Start of DOCUMENT SECTION

For a state that styles itself as India’s most industrially advanced and administratively progressive, the Nagpur blast which killed nearly 20 workers, most of them women, is a big stain on its social fabric. Maharashtra sells itself as the engine room of the Indian republic. But the explosion at the Raulgaon unit of SBL Energy Limited in Nagpur exposes the harsher truth that gleaming investment summits mean little if shop floors remain perilous.

 

Preliminary findings from the Petroleum and Explosives Safety Organisation and the Directorate of Industrial Safety and Health have pointed to multiple safety violations like failure to clear explosive stock daily as mandated under the Explosives Rules, deviations from approved layouts, irregularities in appointing safety officers and shortcomings in surveillance systems. It lays bare the thin line between routine production and mass casualty.

 

But Nagpur is not an isolated case in India’s industrial landscape. The 2020 gas leak at LG Polymers in Visakhapatnam killed 12 people and sickened hundreds, revealing glaring gaps in hazardous-chemical oversight. In 2022, a boiler explosion at a pharmaceutical unit in Himachal Pradesh left several workers dead, again raising questions about inspection regimes. Tamil Nadu, often lauded for its manufacturing prowess, has witnessed repeated fire accidents in fireworks units around Sivakasi, where compliance tends to loosen under competitive pressure. Gujarat’s chemical hubs have periodically been rocked by blasts in smaller factories operating on the margins of regulatory scrutiny. Maharashtra itself has seen several such blasts.

End of DOCUMENT SECTION
Start of RECORD EXCERPTS

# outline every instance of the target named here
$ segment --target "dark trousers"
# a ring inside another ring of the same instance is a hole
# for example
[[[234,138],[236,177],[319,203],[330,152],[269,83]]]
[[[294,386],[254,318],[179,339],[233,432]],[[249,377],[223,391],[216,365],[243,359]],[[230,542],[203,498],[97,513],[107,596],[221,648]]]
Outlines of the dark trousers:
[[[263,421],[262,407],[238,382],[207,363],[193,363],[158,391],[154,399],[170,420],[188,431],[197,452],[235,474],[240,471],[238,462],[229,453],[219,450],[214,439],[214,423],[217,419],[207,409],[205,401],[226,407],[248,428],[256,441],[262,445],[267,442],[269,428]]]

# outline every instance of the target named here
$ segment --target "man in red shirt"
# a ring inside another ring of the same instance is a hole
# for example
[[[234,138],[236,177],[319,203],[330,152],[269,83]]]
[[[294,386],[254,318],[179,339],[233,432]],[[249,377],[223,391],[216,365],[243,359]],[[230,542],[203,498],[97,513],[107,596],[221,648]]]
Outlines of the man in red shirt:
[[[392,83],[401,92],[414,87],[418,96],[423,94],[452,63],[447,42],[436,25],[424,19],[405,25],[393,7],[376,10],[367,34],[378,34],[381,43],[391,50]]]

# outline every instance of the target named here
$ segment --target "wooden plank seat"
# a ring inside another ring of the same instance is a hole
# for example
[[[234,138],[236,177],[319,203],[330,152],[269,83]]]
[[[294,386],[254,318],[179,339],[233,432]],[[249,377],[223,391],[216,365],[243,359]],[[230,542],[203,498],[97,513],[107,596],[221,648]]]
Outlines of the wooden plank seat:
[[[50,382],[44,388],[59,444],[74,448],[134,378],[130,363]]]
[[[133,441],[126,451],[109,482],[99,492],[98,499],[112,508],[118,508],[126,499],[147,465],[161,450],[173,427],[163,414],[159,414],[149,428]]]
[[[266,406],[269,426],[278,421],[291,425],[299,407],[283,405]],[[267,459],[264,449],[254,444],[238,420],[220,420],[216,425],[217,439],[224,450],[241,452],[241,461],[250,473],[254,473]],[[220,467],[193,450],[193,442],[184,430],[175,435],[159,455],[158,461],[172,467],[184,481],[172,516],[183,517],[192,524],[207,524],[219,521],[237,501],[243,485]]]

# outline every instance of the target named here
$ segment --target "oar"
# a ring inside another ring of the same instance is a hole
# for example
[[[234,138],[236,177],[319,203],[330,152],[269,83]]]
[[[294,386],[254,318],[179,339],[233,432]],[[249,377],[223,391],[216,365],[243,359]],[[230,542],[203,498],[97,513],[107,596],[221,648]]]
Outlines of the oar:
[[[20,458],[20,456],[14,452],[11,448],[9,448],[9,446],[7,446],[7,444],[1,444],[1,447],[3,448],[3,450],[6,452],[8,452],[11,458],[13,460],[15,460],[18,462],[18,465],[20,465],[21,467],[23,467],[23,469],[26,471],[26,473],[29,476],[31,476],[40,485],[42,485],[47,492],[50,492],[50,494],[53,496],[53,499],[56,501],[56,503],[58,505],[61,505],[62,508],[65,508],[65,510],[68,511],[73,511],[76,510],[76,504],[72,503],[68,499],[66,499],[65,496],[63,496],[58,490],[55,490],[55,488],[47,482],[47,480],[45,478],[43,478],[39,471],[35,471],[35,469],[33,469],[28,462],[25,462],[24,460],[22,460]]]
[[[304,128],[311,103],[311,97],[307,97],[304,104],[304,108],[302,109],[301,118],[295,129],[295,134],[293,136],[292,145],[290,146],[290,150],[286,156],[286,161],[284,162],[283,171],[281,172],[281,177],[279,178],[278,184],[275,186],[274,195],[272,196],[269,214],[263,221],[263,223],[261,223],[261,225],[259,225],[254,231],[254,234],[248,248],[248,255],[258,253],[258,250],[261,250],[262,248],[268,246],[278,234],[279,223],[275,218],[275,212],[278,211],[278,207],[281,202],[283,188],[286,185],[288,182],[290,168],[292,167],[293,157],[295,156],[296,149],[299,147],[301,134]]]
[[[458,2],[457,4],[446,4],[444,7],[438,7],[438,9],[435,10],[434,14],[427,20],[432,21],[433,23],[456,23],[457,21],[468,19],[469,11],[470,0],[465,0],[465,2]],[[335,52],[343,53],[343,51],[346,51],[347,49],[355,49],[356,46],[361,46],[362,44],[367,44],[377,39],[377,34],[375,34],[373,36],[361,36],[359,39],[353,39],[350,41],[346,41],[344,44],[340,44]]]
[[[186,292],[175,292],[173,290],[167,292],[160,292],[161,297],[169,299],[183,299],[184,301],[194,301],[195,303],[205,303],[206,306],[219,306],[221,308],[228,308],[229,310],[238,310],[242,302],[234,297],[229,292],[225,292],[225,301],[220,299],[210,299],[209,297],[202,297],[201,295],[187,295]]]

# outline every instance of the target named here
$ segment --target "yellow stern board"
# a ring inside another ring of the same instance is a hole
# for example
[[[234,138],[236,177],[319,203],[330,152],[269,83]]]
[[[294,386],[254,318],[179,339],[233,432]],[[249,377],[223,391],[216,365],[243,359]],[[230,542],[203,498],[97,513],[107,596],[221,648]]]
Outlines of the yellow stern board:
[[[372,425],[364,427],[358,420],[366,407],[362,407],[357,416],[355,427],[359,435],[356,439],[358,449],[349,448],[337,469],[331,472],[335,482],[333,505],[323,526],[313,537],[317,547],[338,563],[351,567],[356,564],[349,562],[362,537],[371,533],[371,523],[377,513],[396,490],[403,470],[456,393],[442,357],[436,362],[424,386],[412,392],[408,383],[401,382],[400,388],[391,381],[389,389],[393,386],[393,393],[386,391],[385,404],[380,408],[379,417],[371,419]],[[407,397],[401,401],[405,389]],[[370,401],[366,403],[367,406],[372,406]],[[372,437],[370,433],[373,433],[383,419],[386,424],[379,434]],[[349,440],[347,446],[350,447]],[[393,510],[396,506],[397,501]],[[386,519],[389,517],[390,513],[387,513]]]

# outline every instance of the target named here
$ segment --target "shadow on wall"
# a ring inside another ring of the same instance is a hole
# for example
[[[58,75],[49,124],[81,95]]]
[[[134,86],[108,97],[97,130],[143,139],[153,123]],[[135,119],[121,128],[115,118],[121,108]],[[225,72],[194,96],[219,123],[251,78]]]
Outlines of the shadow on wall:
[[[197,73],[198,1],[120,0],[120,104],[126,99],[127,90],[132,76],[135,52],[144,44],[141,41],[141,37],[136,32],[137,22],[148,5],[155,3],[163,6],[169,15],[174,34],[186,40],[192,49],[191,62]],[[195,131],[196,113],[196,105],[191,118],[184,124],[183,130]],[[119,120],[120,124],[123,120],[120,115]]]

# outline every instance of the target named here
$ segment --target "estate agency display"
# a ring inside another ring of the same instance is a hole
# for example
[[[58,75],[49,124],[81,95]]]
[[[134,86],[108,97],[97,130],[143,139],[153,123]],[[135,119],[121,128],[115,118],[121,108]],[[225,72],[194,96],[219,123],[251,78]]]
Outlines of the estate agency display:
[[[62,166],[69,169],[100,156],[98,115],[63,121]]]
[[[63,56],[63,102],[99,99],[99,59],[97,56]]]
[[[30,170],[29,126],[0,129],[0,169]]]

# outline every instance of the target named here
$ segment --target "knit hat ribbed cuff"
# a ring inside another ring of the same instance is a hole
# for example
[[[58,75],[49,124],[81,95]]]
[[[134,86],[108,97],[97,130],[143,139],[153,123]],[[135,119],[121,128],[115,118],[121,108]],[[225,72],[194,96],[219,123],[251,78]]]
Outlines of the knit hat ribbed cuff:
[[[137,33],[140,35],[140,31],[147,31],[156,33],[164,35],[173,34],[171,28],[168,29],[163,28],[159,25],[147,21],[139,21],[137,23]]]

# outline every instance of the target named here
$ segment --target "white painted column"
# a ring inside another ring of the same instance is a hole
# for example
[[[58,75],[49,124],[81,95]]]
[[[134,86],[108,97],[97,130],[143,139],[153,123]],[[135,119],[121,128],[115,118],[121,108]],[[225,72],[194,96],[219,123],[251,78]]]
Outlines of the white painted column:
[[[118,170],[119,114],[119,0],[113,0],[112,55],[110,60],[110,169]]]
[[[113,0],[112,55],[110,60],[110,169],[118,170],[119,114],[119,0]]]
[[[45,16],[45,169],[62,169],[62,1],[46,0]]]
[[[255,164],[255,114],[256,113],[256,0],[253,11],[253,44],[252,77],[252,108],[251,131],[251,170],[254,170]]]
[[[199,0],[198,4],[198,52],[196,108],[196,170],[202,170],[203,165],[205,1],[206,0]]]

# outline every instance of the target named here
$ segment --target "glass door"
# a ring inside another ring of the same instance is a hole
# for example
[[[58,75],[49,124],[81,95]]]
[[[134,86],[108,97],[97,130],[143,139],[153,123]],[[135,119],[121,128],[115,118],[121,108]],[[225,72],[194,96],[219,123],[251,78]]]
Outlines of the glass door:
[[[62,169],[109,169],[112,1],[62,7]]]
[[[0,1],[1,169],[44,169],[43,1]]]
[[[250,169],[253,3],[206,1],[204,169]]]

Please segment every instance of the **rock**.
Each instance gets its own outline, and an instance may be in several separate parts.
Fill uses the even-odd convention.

End of RECORD EXCERPTS

__WHAT THIS EXERCISE ASKS__.
1. From the editorial on the Nagpur blast, extract the stretch from "For a state" through "floors remain perilous.".
2. Write what comes next in the editorial on the Nagpur blast, picking up after its final sentence.
The records have no connection to the text about the Nagpur blast.

__ANSWER LIST__.
1.
For a state that styles itself as India’s most industrially advanced and administratively progressive, the Nagpur blast which killed nearly 20 workers, most of them women, is a big stain on its social fabric. Maharashtra sells itself as the engine room of the Indian republic. But the explosion at the Raulgaon unit of SBL Energy Limited in Nagpur exposes the harsher truth that gleaming investment summits mean little if shop floors remain perilous.

2.
 

It proves that India’s industrial safety architecture remains largely anaemic. While rules exist in abundance, it is backed by zero enforcement. Compliance is a matter of paperwork rather than any actual practice. In sectors handling hazardous materials, the risks of negligence are exponential. Yet the culture of prevention remains reactive.

 

The gendered dimension of the Nagpur blast adds a further layer of discomfort. The packing section was staffed largely by women, many likely drawn by limited local employment opportunities. Across India, hazardous industrial work often rests on the shoulders of those with the least bargaining power, be they women, migrants and contract labourers. When safety becomes negotiable, it is they who pay first.

 

Nagpur is the hometown of Chief Minister Devendra Fadnavis, who has long cultivated an image of efficiency, probity and reformist zeal. If governance begins at home, this blast suggests troubling blind spots. When 19 workers, mostly women, die in an explosives factory allegedly riddled with safety violations, it undercuts the narrative of a state that claims to marry growth with good governance.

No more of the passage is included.